## [REQUESTS]
#1 List the three things that, according to the dbt Cloud metadata page below, using the metadata can help improve within an organization.
#2 Resume the dbt Cloud metadata page below from the point where it stops.
## START TEXT PROVIDED
Metadata¶
Every time dbt Cloud runs a project, it generates and stores information about the project. The metadata includes details about your project’s models, sources, and other nodes along with their execution results. With the dbt Cloud Discovery API, you can query this comprehensive information to gain a better understanding of your DAG and the data it produces.
By leveraging the metadata in dbt Cloud, you can create systems for data monitoring and alerting, lineage exploration, and automated reporting. This can help you improve data discovery, data quality, and pipeline operations within your organization.
The metadata property on the dbtCloudClient class contains a single method, query, that allows a user to interact with the Discovery API.
If you're unfamiliar either with the Schema to query or even how to write a GraphQL query, I highly recommend going to the dbt Cloud Discovery API playground. You'll be able to interactively explore the Schema while watching it write a GraphQL query for you!
Usage¶
The metadata property on the dbtCloudClient class has a single method to pass a query string and variables that will be submitted in the payload with the query. It's important to note that as a default this package will use the beta endpoint at https://metadata.cloud.getdbt.com/beta/graphql (or your particular host). As of this writing, there are many more beta fields that allow for a user to retrieve performance, lineage, recommendations, and much more! If you don't want to use the beta endpoint, construct your dbtCloudClient as follows:
from dbtc import dbtCloudClient
# Assuming I have `DBT_CLOUD_SERVICE_TOKEN` as an env var
client = dbtCloudClient(use_beta_endpoint=False)
## END TEXT PROVIDED
## START DATA LISTING
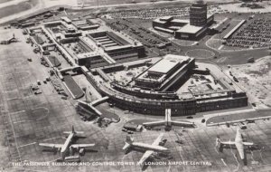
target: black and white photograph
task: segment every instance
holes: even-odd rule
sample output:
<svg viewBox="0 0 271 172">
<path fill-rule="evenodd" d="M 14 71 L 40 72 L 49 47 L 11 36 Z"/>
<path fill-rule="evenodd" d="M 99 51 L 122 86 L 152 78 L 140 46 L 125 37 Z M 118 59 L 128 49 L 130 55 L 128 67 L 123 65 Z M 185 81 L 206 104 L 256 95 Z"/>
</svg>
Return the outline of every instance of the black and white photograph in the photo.
<svg viewBox="0 0 271 172">
<path fill-rule="evenodd" d="M 0 172 L 270 172 L 271 0 L 0 0 Z"/>
</svg>

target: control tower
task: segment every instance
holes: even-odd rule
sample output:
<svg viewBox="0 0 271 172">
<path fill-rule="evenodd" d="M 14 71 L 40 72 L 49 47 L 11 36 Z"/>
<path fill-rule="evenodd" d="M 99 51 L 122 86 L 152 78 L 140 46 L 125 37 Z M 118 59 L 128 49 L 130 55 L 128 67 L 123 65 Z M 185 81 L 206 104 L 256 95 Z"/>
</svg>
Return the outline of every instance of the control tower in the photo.
<svg viewBox="0 0 271 172">
<path fill-rule="evenodd" d="M 197 1 L 190 7 L 190 24 L 205 26 L 207 24 L 207 4 Z"/>
</svg>

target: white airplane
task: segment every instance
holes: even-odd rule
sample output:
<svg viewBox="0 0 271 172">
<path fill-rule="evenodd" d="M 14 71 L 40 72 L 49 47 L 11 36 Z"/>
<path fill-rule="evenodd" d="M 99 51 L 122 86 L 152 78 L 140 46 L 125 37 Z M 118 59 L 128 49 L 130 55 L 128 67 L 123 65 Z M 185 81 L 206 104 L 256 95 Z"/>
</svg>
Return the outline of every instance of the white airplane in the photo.
<svg viewBox="0 0 271 172">
<path fill-rule="evenodd" d="M 167 152 L 168 148 L 160 146 L 160 142 L 164 133 L 161 133 L 158 138 L 154 141 L 153 144 L 146 144 L 141 142 L 135 142 L 134 139 L 130 136 L 127 136 L 125 146 L 123 147 L 124 150 L 127 150 L 128 148 L 140 148 L 145 150 L 145 154 L 142 156 L 141 159 L 138 161 L 138 164 L 142 165 L 149 157 L 151 157 L 154 152 Z"/>
<path fill-rule="evenodd" d="M 254 145 L 254 143 L 252 142 L 246 142 L 246 141 L 243 141 L 243 138 L 242 138 L 242 135 L 239 131 L 239 129 L 237 129 L 237 132 L 236 132 L 236 137 L 235 137 L 235 140 L 234 141 L 221 141 L 220 139 L 217 138 L 217 143 L 220 144 L 220 148 L 223 148 L 224 146 L 228 146 L 228 147 L 235 147 L 238 151 L 238 154 L 241 158 L 241 159 L 244 161 L 244 164 L 247 165 L 247 161 L 245 159 L 245 148 L 244 147 L 245 146 L 248 146 L 248 147 L 251 147 Z M 221 151 L 222 149 L 220 149 Z"/>
<path fill-rule="evenodd" d="M 69 134 L 64 144 L 39 143 L 39 145 L 42 147 L 57 148 L 57 150 L 61 152 L 62 160 L 64 160 L 66 156 L 69 154 L 69 150 L 70 152 L 72 152 L 72 150 L 75 148 L 79 151 L 83 152 L 85 148 L 95 146 L 95 144 L 71 144 L 74 138 L 79 137 L 79 134 L 84 133 L 82 131 L 75 131 L 73 126 L 71 131 L 64 131 L 63 133 Z"/>
<path fill-rule="evenodd" d="M 159 126 L 159 125 L 165 125 L 165 126 L 183 126 L 183 127 L 194 127 L 195 124 L 193 122 L 189 121 L 179 121 L 179 120 L 172 120 L 172 110 L 166 109 L 165 110 L 165 117 L 164 120 L 158 120 L 154 122 L 145 122 L 143 123 L 144 126 L 152 127 L 152 126 Z"/>
</svg>

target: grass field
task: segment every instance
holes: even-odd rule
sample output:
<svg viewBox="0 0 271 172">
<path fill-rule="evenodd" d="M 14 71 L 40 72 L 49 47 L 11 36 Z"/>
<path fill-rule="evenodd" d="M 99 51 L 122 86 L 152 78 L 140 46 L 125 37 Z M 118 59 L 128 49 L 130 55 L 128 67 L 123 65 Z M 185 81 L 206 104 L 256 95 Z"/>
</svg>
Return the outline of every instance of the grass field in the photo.
<svg viewBox="0 0 271 172">
<path fill-rule="evenodd" d="M 29 2 L 19 3 L 18 5 L 14 5 L 1 8 L 0 10 L 0 18 L 9 16 L 20 12 L 23 12 L 31 9 L 38 4 L 38 0 L 30 0 Z"/>
<path fill-rule="evenodd" d="M 0 4 L 9 2 L 10 0 L 0 0 Z"/>
</svg>

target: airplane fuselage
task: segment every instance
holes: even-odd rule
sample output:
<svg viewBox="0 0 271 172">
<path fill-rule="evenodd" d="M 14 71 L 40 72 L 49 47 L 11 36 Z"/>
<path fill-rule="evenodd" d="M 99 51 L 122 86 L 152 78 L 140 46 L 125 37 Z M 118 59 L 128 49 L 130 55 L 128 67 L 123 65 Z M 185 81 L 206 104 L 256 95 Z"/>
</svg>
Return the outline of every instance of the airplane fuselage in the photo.
<svg viewBox="0 0 271 172">
<path fill-rule="evenodd" d="M 71 144 L 71 141 L 72 141 L 73 137 L 74 137 L 74 133 L 71 132 L 71 133 L 68 136 L 68 138 L 67 138 L 67 139 L 65 140 L 65 143 L 63 144 L 63 146 L 61 147 L 61 156 L 62 158 L 65 157 L 67 151 L 69 150 L 69 148 L 70 148 L 70 144 Z"/>
<path fill-rule="evenodd" d="M 161 147 L 161 146 L 157 146 L 157 145 L 149 145 L 146 143 L 139 143 L 139 142 L 133 142 L 131 144 L 131 147 L 142 148 L 145 150 L 154 150 L 156 152 L 164 152 L 164 151 L 168 150 L 164 147 Z"/>
</svg>

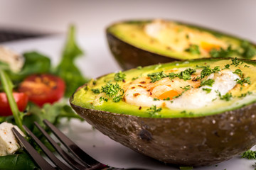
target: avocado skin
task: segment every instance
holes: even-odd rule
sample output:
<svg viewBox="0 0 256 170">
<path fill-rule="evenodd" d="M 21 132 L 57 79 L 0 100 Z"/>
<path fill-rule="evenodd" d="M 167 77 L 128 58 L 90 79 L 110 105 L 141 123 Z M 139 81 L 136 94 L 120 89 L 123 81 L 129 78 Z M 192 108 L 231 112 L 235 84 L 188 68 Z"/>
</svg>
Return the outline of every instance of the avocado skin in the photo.
<svg viewBox="0 0 256 170">
<path fill-rule="evenodd" d="M 256 144 L 256 103 L 196 118 L 152 118 L 72 108 L 111 139 L 165 163 L 206 166 L 231 159 Z"/>
<path fill-rule="evenodd" d="M 110 33 L 107 33 L 107 39 L 112 55 L 124 69 L 178 60 L 136 47 Z"/>
</svg>

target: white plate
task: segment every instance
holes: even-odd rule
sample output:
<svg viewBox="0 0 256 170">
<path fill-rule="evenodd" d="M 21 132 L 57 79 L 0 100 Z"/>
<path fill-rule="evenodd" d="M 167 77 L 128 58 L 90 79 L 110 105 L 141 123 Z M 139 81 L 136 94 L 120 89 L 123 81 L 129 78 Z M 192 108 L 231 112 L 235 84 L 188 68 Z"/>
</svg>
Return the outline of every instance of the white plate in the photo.
<svg viewBox="0 0 256 170">
<path fill-rule="evenodd" d="M 85 56 L 77 63 L 87 76 L 95 78 L 106 73 L 120 69 L 108 50 L 105 37 L 81 38 L 79 44 Z M 56 64 L 61 55 L 65 38 L 62 36 L 17 41 L 5 43 L 17 52 L 36 50 L 52 59 Z M 65 122 L 60 128 L 82 149 L 97 160 L 112 166 L 123 168 L 145 168 L 148 169 L 178 169 L 178 167 L 165 165 L 154 159 L 138 154 L 102 135 L 86 122 L 73 120 Z M 247 170 L 254 169 L 255 160 L 240 159 L 240 156 L 216 165 L 194 168 L 198 170 Z"/>
</svg>

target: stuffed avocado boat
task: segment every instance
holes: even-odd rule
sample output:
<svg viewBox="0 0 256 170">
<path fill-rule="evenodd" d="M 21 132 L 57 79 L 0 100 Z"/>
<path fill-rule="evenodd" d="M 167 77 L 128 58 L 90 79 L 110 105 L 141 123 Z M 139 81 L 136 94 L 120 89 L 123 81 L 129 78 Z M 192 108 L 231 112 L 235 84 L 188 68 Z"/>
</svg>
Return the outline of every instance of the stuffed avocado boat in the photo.
<svg viewBox="0 0 256 170">
<path fill-rule="evenodd" d="M 106 33 L 112 55 L 124 69 L 204 57 L 256 59 L 252 43 L 185 23 L 127 21 L 110 26 Z"/>
<path fill-rule="evenodd" d="M 103 134 L 164 162 L 203 166 L 256 144 L 256 62 L 200 59 L 91 80 L 70 98 Z"/>
</svg>

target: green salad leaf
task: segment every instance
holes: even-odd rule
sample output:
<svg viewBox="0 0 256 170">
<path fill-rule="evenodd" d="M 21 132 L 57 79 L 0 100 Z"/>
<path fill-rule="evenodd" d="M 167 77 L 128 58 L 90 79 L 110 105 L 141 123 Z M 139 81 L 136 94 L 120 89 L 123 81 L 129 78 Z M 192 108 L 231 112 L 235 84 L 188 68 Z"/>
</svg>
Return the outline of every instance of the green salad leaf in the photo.
<svg viewBox="0 0 256 170">
<path fill-rule="evenodd" d="M 23 152 L 0 157 L 0 169 L 35 170 L 39 169 L 29 155 Z"/>
<path fill-rule="evenodd" d="M 65 81 L 66 84 L 65 96 L 66 97 L 70 97 L 78 87 L 89 81 L 85 78 L 75 64 L 75 59 L 83 54 L 75 42 L 75 27 L 72 26 L 69 29 L 62 60 L 53 72 L 55 75 L 60 76 Z"/>
<path fill-rule="evenodd" d="M 23 113 L 18 110 L 17 103 L 15 102 L 14 96 L 12 94 L 14 84 L 12 84 L 8 75 L 1 68 L 0 68 L 0 79 L 4 92 L 6 94 L 11 112 L 13 113 L 15 119 L 15 123 L 21 130 L 24 131 L 22 127 L 22 119 L 23 119 Z"/>
</svg>

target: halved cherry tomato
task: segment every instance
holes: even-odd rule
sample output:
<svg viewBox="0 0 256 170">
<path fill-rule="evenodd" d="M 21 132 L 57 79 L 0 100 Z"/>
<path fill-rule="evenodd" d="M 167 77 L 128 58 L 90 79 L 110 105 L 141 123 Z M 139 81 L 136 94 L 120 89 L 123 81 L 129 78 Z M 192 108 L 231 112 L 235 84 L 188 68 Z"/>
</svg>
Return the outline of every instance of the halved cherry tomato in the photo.
<svg viewBox="0 0 256 170">
<path fill-rule="evenodd" d="M 28 96 L 24 93 L 13 93 L 14 100 L 20 111 L 23 111 L 28 104 Z M 0 115 L 11 115 L 12 112 L 5 93 L 0 93 Z"/>
<path fill-rule="evenodd" d="M 34 74 L 26 78 L 18 86 L 18 91 L 26 93 L 28 100 L 39 106 L 53 103 L 60 99 L 65 92 L 65 82 L 51 74 Z"/>
</svg>

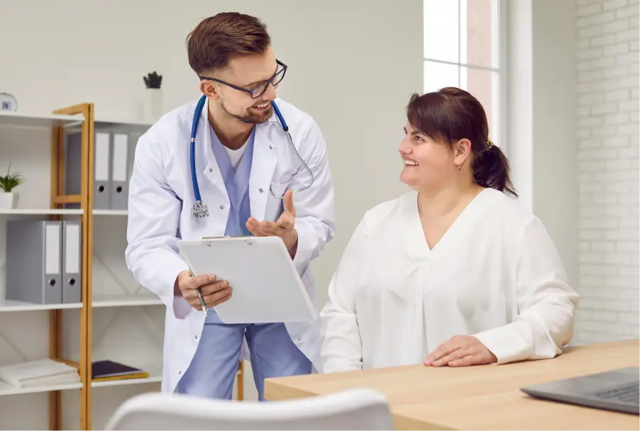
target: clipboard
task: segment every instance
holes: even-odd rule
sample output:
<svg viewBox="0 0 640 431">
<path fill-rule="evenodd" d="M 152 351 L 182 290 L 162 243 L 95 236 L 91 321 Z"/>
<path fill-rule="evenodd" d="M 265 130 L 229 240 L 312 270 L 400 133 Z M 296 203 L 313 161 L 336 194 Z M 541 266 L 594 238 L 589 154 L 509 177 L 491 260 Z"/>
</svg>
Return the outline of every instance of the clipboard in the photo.
<svg viewBox="0 0 640 431">
<path fill-rule="evenodd" d="M 194 275 L 214 274 L 233 289 L 213 307 L 224 323 L 315 321 L 318 313 L 279 237 L 224 237 L 177 242 Z"/>
</svg>

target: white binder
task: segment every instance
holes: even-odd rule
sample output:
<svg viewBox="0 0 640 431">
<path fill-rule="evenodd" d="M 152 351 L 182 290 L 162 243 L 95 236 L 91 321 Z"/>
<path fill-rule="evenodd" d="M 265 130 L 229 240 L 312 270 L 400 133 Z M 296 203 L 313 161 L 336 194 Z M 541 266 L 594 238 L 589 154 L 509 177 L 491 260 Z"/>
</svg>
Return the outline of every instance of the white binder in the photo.
<svg viewBox="0 0 640 431">
<path fill-rule="evenodd" d="M 128 135 L 114 133 L 113 135 L 111 154 L 111 177 L 110 186 L 111 209 L 127 209 L 128 198 Z"/>
<path fill-rule="evenodd" d="M 278 237 L 179 240 L 194 275 L 227 280 L 231 298 L 216 307 L 224 323 L 315 321 L 318 313 Z"/>
<path fill-rule="evenodd" d="M 62 220 L 62 302 L 82 301 L 82 222 Z"/>
<path fill-rule="evenodd" d="M 96 132 L 94 141 L 94 208 L 96 210 L 111 208 L 111 136 L 109 132 Z"/>
</svg>

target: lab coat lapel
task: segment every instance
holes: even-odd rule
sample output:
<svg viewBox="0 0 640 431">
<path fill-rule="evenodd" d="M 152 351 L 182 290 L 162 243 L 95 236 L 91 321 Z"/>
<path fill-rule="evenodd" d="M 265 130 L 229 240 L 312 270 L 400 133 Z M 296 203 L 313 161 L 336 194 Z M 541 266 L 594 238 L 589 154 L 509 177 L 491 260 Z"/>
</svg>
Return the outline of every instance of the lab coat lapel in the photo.
<svg viewBox="0 0 640 431">
<path fill-rule="evenodd" d="M 211 128 L 209 123 L 209 99 L 204 103 L 202 108 L 202 113 L 200 116 L 200 121 L 198 123 L 198 133 L 196 137 L 196 142 L 201 142 L 199 147 L 197 150 L 199 151 L 199 154 L 206 154 L 207 164 L 203 174 L 204 177 L 216 186 L 216 188 L 225 196 L 228 196 L 226 187 L 224 185 L 224 181 L 222 178 L 222 173 L 220 171 L 220 167 L 216 161 L 216 157 L 214 155 L 213 147 L 211 146 Z M 198 145 L 196 145 L 198 147 Z M 197 157 L 197 155 L 196 155 Z M 202 191 L 201 190 L 201 194 Z M 204 196 L 202 196 L 204 199 Z"/>
<path fill-rule="evenodd" d="M 270 123 L 270 121 L 266 121 L 256 125 L 253 142 L 249 196 L 251 216 L 258 220 L 263 220 L 265 218 L 267 201 L 271 196 L 269 193 L 271 179 L 277 162 L 274 144 L 269 137 Z"/>
</svg>

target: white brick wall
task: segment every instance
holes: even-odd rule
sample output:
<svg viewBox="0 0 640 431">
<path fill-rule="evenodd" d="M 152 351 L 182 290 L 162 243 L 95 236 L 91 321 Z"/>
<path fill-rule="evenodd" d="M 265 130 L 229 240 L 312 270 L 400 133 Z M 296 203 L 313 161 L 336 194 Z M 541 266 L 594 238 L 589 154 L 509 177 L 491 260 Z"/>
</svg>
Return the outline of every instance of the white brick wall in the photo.
<svg viewBox="0 0 640 431">
<path fill-rule="evenodd" d="M 578 0 L 574 342 L 640 337 L 640 0 Z"/>
</svg>

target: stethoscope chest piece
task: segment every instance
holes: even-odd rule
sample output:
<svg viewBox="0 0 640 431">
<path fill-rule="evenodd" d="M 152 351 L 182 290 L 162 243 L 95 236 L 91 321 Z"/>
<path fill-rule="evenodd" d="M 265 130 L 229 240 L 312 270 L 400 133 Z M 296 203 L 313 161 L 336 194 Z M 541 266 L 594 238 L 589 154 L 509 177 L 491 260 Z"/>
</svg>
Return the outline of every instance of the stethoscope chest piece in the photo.
<svg viewBox="0 0 640 431">
<path fill-rule="evenodd" d="M 192 213 L 194 218 L 196 219 L 196 222 L 199 222 L 200 221 L 199 218 L 209 217 L 209 208 L 207 208 L 206 205 L 202 203 L 202 201 L 197 201 L 194 203 Z"/>
<path fill-rule="evenodd" d="M 190 147 L 189 158 L 191 162 L 191 179 L 193 183 L 194 198 L 195 198 L 195 203 L 192 208 L 192 214 L 193 215 L 193 218 L 195 219 L 196 223 L 199 222 L 201 218 L 209 217 L 209 208 L 206 205 L 202 203 L 202 198 L 200 197 L 200 188 L 198 186 L 198 179 L 196 174 L 196 133 L 198 129 L 198 121 L 200 120 L 200 116 L 202 113 L 202 108 L 204 108 L 206 101 L 206 96 L 202 96 L 200 98 L 200 100 L 198 101 L 198 103 L 196 106 L 195 111 L 194 112 L 193 123 L 191 127 L 191 140 L 189 142 Z M 309 166 L 307 165 L 307 163 L 304 162 L 304 160 L 302 159 L 302 157 L 300 157 L 300 155 L 298 153 L 298 150 L 296 150 L 296 147 L 293 143 L 293 139 L 291 138 L 291 133 L 289 133 L 289 126 L 287 125 L 287 123 L 285 121 L 285 118 L 282 117 L 282 114 L 280 113 L 280 110 L 278 108 L 277 105 L 276 105 L 275 101 L 271 101 L 271 106 L 273 107 L 273 111 L 275 112 L 275 115 L 277 116 L 278 120 L 280 120 L 280 122 L 282 125 L 282 129 L 287 133 L 287 138 L 289 140 L 289 143 L 291 145 L 291 147 L 295 152 L 296 155 L 298 157 L 300 162 L 307 169 L 307 172 L 309 172 L 309 184 L 307 186 L 302 187 L 302 189 L 299 189 L 298 191 L 307 190 L 314 184 L 314 174 L 313 172 L 311 172 L 311 169 L 309 169 Z M 270 146 L 270 148 L 272 148 L 272 147 Z M 284 198 L 284 196 L 278 196 L 275 194 L 273 193 L 273 191 L 271 189 L 270 186 L 269 191 L 275 198 L 277 198 L 278 199 L 282 199 Z M 260 189 L 260 191 L 262 191 L 262 189 Z"/>
</svg>

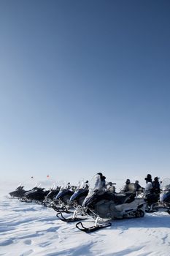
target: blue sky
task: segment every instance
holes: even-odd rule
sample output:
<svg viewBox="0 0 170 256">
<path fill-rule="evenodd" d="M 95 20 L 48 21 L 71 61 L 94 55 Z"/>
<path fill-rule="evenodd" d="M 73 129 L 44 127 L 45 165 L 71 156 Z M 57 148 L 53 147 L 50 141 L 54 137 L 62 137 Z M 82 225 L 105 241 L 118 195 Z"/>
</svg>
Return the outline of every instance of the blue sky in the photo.
<svg viewBox="0 0 170 256">
<path fill-rule="evenodd" d="M 169 8 L 0 1 L 4 178 L 169 176 Z"/>
</svg>

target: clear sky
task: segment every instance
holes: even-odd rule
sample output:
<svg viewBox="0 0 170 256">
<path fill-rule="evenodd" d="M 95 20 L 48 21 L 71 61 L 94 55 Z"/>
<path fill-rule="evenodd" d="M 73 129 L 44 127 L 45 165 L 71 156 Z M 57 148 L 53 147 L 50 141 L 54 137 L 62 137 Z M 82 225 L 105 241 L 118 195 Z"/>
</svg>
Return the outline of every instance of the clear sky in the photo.
<svg viewBox="0 0 170 256">
<path fill-rule="evenodd" d="M 170 176 L 170 1 L 0 1 L 3 178 Z"/>
</svg>

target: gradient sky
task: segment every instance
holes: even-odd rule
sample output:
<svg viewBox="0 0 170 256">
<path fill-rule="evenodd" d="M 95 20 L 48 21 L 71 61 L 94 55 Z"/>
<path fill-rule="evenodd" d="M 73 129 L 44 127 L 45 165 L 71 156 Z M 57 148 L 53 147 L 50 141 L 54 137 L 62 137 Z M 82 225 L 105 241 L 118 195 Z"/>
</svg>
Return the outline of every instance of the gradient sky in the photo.
<svg viewBox="0 0 170 256">
<path fill-rule="evenodd" d="M 169 177 L 169 13 L 168 0 L 0 1 L 2 179 Z"/>
</svg>

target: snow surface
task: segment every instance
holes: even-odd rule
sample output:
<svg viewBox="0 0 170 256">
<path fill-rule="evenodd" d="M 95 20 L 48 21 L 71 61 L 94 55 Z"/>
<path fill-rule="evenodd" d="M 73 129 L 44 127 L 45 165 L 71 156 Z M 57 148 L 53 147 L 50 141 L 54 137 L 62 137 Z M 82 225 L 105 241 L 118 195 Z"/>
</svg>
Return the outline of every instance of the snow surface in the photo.
<svg viewBox="0 0 170 256">
<path fill-rule="evenodd" d="M 87 234 L 74 222 L 58 219 L 52 208 L 7 199 L 16 187 L 0 187 L 0 255 L 170 255 L 170 215 L 166 212 L 114 221 L 112 227 Z"/>
</svg>

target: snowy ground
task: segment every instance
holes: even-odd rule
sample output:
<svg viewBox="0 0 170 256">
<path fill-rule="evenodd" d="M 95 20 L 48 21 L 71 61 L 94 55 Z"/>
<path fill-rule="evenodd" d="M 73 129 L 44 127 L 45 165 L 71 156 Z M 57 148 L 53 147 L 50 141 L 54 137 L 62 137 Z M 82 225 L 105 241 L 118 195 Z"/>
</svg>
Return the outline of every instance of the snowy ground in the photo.
<svg viewBox="0 0 170 256">
<path fill-rule="evenodd" d="M 0 255 L 170 255 L 170 215 L 166 212 L 115 221 L 110 227 L 87 234 L 74 222 L 58 220 L 52 208 L 7 199 L 15 188 L 1 185 Z"/>
</svg>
## END DATA LISTING
## [RESPONSES]
#1
- Data discovery
- Data quality
- Pipeline operations

#2
# Now all calls to the metadata service will use https://metadata.<host>.com/graphql
client.metadata.query(...)
query¶
Query the Discovery API
Parameters:
| Name | Type | Description | Default |
|---|---|---|---|
query |
str
|
The GraphQL query to execute. |
required |
variables |
Dict
|
Dictionary containing the variables to include in the payload of the request. Defaults to None. |
None
|
max_pages |
int
|
The max number of pages to paginate through when Defaults to None. |
None
|
paginated_request_to_list |
bool
|
When paginating through a request, the elements of the list within each request will be combined into a single list of dictionaries. Defaults to True. |
True
|
Returns:
| Type | Description |
|---|---|
Union[List[Dict], Dict]
|
Union[List[Dict], Dict]: description |
Examples:
Assuming that client is an instance of dbtCloudClient
query = '''
query ($environmentId: BigInt!, $first: Int!) {
environment(id: $environmentId) {
definition {
metrics(first: $first) {
edges {
node {
name
description
type
formula
filter
tags
parents {
name
resourceType
}
}
}
}
}
}
}
'''
variables = {'environmentId': 1, 'first': 500}
data = client.metadata.query(query, variables)
client.metadata.query(query, variables)